Extract the following lines verbatim, starting at the line that contains "of the gold" and ending at the line that contains "pixel 211 311", with both of those lines included.

Point annotation records
-=-=-

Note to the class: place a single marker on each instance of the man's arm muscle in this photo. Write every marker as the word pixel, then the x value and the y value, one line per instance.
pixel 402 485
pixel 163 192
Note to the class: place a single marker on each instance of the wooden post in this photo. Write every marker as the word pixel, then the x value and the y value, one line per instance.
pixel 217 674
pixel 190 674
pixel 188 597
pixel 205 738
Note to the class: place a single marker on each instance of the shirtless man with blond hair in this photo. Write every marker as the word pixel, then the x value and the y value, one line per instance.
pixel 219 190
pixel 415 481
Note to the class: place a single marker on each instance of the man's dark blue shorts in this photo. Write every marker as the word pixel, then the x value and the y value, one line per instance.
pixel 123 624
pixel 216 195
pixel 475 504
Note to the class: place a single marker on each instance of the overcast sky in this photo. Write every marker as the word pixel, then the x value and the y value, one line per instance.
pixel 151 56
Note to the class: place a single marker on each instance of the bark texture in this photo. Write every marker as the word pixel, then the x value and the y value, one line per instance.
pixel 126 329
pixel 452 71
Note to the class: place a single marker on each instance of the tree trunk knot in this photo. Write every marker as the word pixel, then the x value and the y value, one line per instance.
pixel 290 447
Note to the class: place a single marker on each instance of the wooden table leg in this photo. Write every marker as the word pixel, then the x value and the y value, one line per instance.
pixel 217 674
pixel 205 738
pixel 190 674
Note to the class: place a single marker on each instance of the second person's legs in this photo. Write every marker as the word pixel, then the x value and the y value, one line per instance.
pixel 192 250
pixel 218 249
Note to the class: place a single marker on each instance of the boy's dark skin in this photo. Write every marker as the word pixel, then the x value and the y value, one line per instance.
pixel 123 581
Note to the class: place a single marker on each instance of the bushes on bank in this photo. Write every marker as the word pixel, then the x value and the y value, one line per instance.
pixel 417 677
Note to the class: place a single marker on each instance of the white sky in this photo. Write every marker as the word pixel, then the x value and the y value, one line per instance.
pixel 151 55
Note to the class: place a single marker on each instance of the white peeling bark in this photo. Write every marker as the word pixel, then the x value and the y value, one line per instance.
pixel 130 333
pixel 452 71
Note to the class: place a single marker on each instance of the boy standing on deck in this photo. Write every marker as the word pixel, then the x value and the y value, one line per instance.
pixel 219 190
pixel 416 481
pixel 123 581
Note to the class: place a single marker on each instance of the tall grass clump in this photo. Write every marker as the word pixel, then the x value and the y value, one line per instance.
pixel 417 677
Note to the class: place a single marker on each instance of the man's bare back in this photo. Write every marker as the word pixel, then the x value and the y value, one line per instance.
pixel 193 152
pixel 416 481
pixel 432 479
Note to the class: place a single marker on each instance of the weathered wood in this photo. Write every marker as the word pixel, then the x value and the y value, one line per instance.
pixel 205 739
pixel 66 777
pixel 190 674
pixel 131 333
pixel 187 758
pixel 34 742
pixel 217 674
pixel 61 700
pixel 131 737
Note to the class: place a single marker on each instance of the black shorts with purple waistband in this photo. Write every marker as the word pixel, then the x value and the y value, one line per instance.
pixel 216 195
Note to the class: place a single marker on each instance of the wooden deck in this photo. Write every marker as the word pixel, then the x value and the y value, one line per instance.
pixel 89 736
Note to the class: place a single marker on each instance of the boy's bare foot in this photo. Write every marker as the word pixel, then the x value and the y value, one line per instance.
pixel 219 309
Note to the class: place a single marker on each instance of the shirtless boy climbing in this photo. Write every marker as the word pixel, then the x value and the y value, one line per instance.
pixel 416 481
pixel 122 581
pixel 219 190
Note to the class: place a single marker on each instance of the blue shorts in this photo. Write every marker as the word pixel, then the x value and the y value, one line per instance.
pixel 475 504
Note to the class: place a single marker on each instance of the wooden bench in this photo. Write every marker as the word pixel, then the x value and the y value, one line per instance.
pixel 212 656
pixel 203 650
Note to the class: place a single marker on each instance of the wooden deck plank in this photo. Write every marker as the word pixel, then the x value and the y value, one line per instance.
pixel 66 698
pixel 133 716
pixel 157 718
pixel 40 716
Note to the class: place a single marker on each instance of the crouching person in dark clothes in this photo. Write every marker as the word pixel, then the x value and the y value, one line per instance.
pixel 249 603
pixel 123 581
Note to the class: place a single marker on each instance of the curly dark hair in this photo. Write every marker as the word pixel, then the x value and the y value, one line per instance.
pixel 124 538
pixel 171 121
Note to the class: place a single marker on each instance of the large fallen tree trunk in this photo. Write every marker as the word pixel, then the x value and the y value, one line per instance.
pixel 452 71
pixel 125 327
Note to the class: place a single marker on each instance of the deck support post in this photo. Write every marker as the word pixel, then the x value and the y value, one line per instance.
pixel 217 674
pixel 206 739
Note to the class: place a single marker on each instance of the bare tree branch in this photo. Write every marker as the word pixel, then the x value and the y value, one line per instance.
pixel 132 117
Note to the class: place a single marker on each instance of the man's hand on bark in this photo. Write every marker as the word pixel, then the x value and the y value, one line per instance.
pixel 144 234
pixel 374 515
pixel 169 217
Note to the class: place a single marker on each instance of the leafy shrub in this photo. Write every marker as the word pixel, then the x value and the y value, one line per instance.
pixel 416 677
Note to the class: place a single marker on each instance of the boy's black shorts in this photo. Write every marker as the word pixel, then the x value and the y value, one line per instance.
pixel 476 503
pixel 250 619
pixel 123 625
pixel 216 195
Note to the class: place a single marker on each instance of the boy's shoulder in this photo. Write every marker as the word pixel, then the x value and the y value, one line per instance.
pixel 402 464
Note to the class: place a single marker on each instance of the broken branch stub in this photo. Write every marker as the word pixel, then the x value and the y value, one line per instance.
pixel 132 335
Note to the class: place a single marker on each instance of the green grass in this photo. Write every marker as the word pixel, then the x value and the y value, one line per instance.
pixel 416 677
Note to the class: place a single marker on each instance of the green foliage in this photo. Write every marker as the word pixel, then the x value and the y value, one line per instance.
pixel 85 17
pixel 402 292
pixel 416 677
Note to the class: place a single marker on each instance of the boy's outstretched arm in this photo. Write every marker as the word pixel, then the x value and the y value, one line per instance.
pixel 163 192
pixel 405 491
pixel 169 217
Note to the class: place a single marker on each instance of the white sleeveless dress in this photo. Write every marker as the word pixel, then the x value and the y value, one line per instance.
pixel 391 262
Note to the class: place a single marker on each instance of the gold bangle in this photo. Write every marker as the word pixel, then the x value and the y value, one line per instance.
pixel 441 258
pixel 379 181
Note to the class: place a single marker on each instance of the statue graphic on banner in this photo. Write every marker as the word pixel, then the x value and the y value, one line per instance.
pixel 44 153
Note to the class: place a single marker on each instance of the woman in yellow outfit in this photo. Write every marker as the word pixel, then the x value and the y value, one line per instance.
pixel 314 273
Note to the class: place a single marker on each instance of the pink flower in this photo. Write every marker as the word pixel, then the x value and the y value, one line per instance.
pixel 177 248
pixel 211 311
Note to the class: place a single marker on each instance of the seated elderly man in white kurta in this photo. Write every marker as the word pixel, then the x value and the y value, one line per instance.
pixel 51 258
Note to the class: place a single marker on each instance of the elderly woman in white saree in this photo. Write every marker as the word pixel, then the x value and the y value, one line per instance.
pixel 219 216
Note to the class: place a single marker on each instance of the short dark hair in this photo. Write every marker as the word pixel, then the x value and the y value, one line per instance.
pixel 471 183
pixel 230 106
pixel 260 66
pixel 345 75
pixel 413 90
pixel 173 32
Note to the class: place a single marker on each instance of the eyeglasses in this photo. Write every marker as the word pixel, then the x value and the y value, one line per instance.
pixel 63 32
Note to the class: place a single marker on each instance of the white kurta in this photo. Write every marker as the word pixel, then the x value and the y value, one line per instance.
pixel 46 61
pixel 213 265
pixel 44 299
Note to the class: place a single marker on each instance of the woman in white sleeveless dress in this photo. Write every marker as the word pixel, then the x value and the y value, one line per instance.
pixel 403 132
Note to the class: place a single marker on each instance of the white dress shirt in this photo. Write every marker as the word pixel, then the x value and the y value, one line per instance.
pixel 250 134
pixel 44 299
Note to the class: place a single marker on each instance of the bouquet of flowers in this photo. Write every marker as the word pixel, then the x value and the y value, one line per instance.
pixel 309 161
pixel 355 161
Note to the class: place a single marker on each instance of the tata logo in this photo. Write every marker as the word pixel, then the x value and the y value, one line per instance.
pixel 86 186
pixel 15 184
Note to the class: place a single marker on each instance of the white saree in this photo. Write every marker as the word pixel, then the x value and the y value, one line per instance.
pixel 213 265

-=-=-

■ Solution for this exercise:
Note to the class: place a single marker on each instance of the gold bangle in this photo. Write every marker as the word pixel, then the x value and the y value, one line per instance.
pixel 441 258
pixel 379 181
Note to the class: place a single marker on each instance of the statue graphic on banner in this photo. Write every marker as the word pixel, then the x value and the y value, one line per instance.
pixel 44 153
Note to the class: place a single marker on each instance of the woman in yellow outfit in this photo. Write every marker as the word pixel, then the x value and the y value, one line per instance.
pixel 314 273
Note to the class: place a single marker on each instance of the pink flower in this photo. Write every marker as the word pixel, then the x value and the y value, one line per instance.
pixel 177 248
pixel 211 311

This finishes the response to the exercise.